## Excerpt
┌──

A cat's spine is made up of numerous small bones called vertebrae. These extend from the base of the skull all the way to the end of the tail. The vertebrae are interconnected by flexible discs of cartilage - the intervertebral discs. These discs provide cushioning between each bone and permit the neck, spine, and tail to bend, allowing changes in position and posture. Above the discs and running through the bony vertebrae is the spinal cord, which is made up of a mass of nerve fibers that run back and forth between the brain and the rest of the body.
What is discospondylitis?
Discospondylitis (also spelled 'diskospondylitis', and termed vertebral osteomyelitis') is a bacterial or fungal infection of the vertebrae and the intervertebral discs in cats. The resulting swelling, inflammation and bone deformities seen in discospondylitis put pressure or compression on the spinal cord which runs through the vertebrae. The disease is termed "spondylitis" when only the vertebrae are involved. The disease should not be confused with 'spondylosis,' which is a non-infectious fusion or degeneration of the vertebrae.
What causes discospondylitis?
Discospondylitis seems to occur most commonly in areas of the country that have a problem with plant awns (e.g., grass seeds, fox tails). It is thought that bacteria or fungi on the awns enter the blood system when the awns pierce the skin. Bacterial endocarditis, urinary tract infections, or dental disease/extractions may be another means by which bacteria enter the bloodstream and infect the vertebrae.
What are the symptoms of discospondylitis?
Common symptoms of this disease include weight loss, lack of appetite, depression, fever, and back pain. Cats with this disease are generally reluctant to run or jump, may be incoordinated and appear lame. They are usually painful over the affected area and may also become paralyzed.

└──

Stored entries:
┌──

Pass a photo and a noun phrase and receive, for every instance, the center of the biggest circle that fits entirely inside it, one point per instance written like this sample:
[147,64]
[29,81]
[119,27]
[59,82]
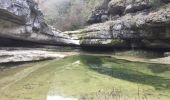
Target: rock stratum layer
[131,24]
[22,20]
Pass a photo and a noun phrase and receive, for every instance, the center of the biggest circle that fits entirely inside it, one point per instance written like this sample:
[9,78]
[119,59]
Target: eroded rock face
[22,19]
[147,28]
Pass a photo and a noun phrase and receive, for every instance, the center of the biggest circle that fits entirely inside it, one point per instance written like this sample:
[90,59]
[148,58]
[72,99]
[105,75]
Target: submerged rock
[28,55]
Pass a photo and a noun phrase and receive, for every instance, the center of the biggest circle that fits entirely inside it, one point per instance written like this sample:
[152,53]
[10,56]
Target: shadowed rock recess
[22,20]
[128,24]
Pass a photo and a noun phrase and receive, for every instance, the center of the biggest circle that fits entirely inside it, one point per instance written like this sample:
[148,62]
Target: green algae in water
[91,78]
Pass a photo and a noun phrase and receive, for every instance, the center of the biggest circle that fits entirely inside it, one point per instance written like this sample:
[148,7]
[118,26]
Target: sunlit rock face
[22,19]
[141,24]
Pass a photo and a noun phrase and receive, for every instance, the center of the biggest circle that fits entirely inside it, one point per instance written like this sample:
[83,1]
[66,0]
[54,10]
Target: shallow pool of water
[84,77]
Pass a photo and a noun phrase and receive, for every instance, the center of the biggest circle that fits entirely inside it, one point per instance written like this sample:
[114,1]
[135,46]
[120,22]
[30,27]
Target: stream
[85,77]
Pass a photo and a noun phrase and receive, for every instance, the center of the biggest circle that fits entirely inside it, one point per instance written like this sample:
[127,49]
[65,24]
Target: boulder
[146,29]
[23,20]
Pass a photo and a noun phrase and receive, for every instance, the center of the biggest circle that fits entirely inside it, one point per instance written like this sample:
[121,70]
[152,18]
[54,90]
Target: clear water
[85,78]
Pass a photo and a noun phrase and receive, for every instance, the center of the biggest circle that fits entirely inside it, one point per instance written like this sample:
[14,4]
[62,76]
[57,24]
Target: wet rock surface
[139,26]
[23,20]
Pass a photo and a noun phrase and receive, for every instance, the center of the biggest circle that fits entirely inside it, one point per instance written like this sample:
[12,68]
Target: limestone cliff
[127,24]
[22,20]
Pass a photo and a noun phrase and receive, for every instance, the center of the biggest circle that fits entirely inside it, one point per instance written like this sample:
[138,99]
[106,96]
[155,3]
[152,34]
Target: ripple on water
[60,98]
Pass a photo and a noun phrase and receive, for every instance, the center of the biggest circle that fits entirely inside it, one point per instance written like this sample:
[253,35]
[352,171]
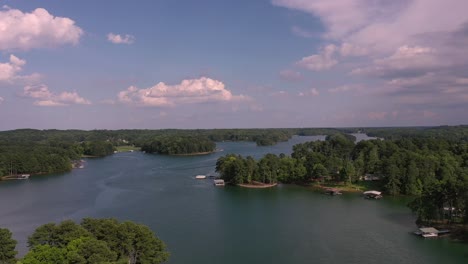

└──

## Instructions
A – According to the discospondylitis passage, what is the disease called when only the vertebrae are involved?
B – Name every symptom listed in the sentence of the discospondylitis passage that begins "Common symptoms of this disease include."
C – Extend the discospondylitis passage from its last sentence onward.
These records are separate material and have no connection to the discospondylitis passage.

## Answers
A – It is called "spondylitis."

B – Weight loss, lack of appetite, depression, fever, and back pain.

C –
How is discospondylitis diagnosed?
Diagnosis of discospondylitis can be difficult. Blood tests, urinalysis, radiographs (x-rays), and spinal taps may be necessary to diagnose the disease. Cultures of blood and urine are often performed to help isolate the cause and choose the appropriate treatment. Myelography may be indicated to determine the exact location of spinal compression. Surgery may be needed to reduce the compression on the spinal cord.
How is discospondylitis treated?
Treatment is based on finding the causative agent - fungal or bacterial. Because bone infections are difficult to treat, therapy lasts at least six weeks and may continue for six months or more. Taking radiographs at regular intervals during treatment helps monitor the progress. The lesions seen early in the disease should resolve with treatment.
Clinical improvement (lessening of symptoms) usually occurs within two weeks of starting treatment. Pain medication may be needed early in treatment. Exercise restriction may help decrease the pain also.
The prognosis depends on the ability to eliminate the infection and on how much nerve damage resulted from the spinal compression.